------ Record extracts ------
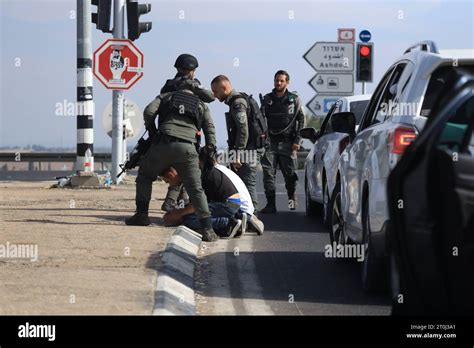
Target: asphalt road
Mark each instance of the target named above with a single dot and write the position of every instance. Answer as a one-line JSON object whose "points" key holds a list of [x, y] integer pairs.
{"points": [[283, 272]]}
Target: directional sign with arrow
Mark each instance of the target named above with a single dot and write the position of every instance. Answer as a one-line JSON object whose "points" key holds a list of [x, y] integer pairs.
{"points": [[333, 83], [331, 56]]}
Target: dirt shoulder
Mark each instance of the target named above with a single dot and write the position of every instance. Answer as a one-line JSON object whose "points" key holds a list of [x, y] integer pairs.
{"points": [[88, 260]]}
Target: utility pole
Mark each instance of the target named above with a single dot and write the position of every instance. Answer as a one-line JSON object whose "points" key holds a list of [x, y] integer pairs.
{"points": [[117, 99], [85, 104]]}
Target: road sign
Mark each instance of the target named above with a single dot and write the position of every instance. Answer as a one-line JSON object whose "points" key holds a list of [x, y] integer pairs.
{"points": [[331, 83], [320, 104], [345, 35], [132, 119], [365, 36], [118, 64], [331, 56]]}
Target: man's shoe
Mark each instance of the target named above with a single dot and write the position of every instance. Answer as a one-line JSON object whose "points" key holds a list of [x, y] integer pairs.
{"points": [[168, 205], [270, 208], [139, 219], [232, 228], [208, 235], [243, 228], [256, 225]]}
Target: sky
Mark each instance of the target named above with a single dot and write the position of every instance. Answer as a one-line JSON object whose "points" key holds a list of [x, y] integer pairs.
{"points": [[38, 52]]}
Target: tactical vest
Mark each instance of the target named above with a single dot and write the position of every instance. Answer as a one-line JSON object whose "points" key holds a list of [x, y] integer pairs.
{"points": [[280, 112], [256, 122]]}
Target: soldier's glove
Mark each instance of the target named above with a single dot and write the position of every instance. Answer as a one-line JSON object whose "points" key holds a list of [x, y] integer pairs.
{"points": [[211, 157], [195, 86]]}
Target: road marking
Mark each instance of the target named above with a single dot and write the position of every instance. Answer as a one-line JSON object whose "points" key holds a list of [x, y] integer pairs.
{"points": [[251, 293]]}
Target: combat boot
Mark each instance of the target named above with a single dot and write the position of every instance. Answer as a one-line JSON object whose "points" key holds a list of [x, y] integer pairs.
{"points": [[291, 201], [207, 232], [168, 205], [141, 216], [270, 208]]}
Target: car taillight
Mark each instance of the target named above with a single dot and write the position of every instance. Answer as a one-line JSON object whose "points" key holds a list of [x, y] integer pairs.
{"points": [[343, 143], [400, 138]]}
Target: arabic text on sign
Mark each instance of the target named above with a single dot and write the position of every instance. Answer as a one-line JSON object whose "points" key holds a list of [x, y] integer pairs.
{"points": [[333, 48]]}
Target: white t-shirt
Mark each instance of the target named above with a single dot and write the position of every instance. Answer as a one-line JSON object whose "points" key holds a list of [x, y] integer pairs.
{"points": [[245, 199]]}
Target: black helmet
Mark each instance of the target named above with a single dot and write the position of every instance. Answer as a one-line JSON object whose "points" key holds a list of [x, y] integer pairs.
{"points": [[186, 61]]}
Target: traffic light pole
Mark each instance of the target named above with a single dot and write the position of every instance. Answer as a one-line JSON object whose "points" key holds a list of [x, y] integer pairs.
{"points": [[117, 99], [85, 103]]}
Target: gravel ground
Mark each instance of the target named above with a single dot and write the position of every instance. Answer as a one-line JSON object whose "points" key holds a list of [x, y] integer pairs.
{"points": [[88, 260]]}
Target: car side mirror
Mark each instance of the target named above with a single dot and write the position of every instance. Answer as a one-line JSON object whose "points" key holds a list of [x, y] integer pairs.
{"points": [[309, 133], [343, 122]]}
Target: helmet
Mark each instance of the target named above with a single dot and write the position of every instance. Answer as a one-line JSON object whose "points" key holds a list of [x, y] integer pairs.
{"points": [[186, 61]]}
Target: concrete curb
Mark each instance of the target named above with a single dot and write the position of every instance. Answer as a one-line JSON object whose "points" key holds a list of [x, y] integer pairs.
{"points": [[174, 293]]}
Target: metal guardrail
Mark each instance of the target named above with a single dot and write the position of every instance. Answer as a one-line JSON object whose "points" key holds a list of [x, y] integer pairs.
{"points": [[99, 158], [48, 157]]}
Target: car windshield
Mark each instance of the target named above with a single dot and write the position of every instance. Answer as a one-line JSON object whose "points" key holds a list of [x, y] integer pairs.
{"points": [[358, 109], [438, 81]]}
------
------ Record extracts ------
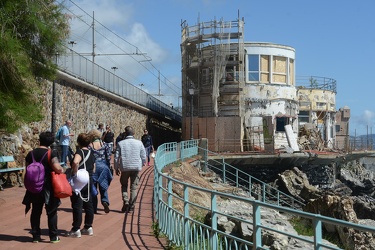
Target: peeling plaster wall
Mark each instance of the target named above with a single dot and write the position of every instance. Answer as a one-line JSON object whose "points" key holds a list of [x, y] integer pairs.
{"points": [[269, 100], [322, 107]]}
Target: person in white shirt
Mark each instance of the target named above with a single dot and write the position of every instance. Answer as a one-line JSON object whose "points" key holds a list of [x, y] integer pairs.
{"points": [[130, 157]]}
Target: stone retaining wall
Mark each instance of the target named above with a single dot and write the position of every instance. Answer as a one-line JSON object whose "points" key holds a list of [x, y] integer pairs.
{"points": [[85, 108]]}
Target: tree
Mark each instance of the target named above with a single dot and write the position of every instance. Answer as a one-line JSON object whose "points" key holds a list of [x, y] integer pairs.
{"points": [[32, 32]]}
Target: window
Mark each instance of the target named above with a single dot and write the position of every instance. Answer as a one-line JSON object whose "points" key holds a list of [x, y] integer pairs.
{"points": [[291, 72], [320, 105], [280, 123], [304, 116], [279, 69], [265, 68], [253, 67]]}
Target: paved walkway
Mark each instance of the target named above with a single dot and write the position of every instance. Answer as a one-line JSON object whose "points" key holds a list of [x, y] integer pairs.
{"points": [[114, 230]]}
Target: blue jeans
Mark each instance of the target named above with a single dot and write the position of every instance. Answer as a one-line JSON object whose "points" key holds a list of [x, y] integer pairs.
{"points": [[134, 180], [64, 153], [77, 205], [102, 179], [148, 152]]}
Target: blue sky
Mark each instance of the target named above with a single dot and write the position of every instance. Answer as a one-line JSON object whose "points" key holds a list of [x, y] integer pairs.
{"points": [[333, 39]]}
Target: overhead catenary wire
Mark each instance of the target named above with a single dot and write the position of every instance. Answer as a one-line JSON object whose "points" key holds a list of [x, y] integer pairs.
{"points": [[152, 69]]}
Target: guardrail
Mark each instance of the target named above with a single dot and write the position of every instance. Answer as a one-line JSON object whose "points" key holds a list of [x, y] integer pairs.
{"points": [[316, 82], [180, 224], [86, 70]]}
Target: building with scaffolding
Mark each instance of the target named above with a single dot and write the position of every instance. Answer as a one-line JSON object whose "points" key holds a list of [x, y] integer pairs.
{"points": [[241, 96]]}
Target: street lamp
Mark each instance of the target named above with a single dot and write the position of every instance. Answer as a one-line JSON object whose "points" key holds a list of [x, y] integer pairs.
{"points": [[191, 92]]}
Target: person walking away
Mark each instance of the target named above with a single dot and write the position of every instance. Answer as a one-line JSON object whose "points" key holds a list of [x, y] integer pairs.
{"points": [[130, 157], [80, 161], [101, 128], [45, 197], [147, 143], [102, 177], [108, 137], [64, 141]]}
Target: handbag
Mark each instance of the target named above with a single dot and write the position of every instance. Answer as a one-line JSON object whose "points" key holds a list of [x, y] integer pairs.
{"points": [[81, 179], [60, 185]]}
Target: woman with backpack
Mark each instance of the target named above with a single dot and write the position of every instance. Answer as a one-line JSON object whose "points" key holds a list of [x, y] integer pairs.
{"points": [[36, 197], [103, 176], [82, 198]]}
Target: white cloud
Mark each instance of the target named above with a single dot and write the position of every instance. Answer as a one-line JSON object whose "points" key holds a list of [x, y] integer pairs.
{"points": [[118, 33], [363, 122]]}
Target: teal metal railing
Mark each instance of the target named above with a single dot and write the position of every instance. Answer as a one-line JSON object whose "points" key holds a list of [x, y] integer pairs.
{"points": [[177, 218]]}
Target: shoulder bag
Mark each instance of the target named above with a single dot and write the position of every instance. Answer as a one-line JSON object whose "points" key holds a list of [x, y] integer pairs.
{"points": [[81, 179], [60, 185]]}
------
> [Instruction] List every line above that contains the string "pole", copying each such line in full. Matching is case-sensitive.

> [Written answer]
Target: utility pole
Target: traffic light pole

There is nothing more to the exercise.